PROBLEM TO WORK ON » The records should be written out in full, with nothing altered.

(Items from a data source)
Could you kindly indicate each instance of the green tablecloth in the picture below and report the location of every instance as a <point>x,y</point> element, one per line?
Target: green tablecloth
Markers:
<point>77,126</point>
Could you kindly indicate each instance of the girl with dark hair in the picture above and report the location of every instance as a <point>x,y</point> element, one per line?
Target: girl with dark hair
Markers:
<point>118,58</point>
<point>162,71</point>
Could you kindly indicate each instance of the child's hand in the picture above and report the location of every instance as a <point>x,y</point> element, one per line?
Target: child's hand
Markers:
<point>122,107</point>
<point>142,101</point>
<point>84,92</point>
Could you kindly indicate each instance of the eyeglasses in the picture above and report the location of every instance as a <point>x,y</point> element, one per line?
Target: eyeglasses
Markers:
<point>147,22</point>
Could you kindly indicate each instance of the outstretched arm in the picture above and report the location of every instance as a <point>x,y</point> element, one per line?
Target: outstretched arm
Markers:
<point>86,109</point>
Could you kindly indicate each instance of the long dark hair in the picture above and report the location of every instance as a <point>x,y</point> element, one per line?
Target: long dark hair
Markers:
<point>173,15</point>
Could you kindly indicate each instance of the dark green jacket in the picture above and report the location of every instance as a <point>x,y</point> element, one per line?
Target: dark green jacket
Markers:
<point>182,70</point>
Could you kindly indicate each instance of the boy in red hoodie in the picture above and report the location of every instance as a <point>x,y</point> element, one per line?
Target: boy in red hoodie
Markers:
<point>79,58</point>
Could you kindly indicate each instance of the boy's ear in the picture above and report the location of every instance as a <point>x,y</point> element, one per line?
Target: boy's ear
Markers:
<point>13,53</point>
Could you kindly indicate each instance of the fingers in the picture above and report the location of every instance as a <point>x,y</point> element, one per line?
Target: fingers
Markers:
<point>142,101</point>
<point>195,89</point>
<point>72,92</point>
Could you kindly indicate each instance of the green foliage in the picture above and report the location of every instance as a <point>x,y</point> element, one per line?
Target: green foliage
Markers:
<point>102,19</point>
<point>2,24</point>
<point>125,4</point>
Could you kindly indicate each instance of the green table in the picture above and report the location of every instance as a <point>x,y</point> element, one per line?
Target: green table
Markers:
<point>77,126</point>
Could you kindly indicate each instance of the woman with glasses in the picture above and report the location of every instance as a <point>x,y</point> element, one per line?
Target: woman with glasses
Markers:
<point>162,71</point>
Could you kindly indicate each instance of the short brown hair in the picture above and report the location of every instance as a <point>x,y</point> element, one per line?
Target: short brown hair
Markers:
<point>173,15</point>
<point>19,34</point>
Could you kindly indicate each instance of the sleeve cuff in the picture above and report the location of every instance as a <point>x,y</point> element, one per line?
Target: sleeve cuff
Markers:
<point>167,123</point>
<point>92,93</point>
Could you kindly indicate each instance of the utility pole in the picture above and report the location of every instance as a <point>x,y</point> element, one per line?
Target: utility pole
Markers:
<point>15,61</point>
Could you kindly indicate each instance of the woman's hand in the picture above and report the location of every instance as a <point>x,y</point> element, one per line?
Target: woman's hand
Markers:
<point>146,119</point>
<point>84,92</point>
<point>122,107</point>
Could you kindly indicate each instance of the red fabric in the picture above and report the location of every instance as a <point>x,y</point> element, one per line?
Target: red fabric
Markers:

EXERCISE ANSWER »
Could you kindly indicate each instance of the green tablecloth in the picture below and report the location of every instance as a <point>x,y</point> element, one per line?
Target: green tablecloth
Markers:
<point>77,126</point>
Could you kindly indicate each instance of the girl with dark hair in the picture above and report the location of every instance as a <point>x,y</point> element, one per line?
Target: girl with dark hair
Markers:
<point>118,58</point>
<point>162,71</point>
Could you kindly indicate each instance of the child's hand in the picture above and report the location of every instance as a <point>x,y</point> element, one per line?
Target: child's hand
Markers:
<point>122,107</point>
<point>142,101</point>
<point>84,92</point>
Could you kindly indicate each instance of the eyeglasses in the picture above and report the location of every instance as a <point>x,y</point> element, one per line?
Target: eyeglasses
Markers:
<point>147,22</point>
Could you kindly indicate each instance of the outstretched arm in the picture above and report the location of every instance as a <point>x,y</point> element, one per line?
Target: outstretched arm
Markers:
<point>86,109</point>
Could you kindly indicate each instance of the long dark hair in the picture above and report the location of every instance as a <point>x,y</point> element, one per line?
Target: long dark hair
Markers:
<point>173,15</point>
Could you kindly indicate each instance of the dark green jacket in the picture above and report the location of every instance as a <point>x,y</point> element, one per line?
Target: dark green jacket
Markers:
<point>182,70</point>
Could you kindly indicate each instance of the boy in red hoodie in the picture above and report the location of every instance as a <point>x,y</point> element, one per line?
Target: boy in red hoodie
Markers:
<point>79,58</point>
Could you kindly indicate each instance of the boy's ear in the picture above and report the location of every instance as a <point>x,y</point> element, one per line?
Target: boy's ear
Markers:
<point>13,53</point>
Could you kindly indicate each instance of the fingers in the picture above and report the location of every instance as a <point>x,y</point> element, one per line?
Target: fingers
Markers:
<point>142,101</point>
<point>195,89</point>
<point>72,92</point>
Could you kindly indicate each instance of the green foliage in the picture above and report the location of every instance as a <point>x,y</point> element, one per line?
Target: green foliage
Markers:
<point>102,19</point>
<point>2,24</point>
<point>125,4</point>
Could you kindly indicate each instance of the green table in the picture above and report the location of every instance as a <point>x,y</point> element, one per line?
Target: green table
Markers:
<point>77,126</point>
Could you kindly indicate each instance of the woman with glasses in the picture above and report the location of every instance as a <point>x,y</point> element, one per line?
Target: woman with glasses
Markers:
<point>162,71</point>
Could you kindly indicate each instance of the short brown hair in the picture above and report the location of every instance as a <point>x,y</point> element, one per line?
Target: short brown hair
Markers:
<point>173,15</point>
<point>19,34</point>
Could you kindly indicate each instance of the sleeve cuff in the picture above and report the location of every instance as a <point>x,y</point> element, one per line?
Target: sleeve cuff
Markers:
<point>167,123</point>
<point>92,93</point>
Could you kindly indicate each instance of the utility pole in the picture above and report the location of every instance as a <point>x,y</point> element, one per line?
Target: utility pole
Markers:
<point>15,61</point>
Could you kindly indicate each instance of the woman's hand in the picture above and report the location of every instance as a <point>x,y</point> element, one per line?
Target: woman's hand
Markers:
<point>146,119</point>
<point>84,92</point>
<point>122,107</point>
Could you kindly indicate each instance of the red fabric in the picture above and report the location of every instance as a <point>x,y</point> element, one per line?
Target: red fabric
Markers:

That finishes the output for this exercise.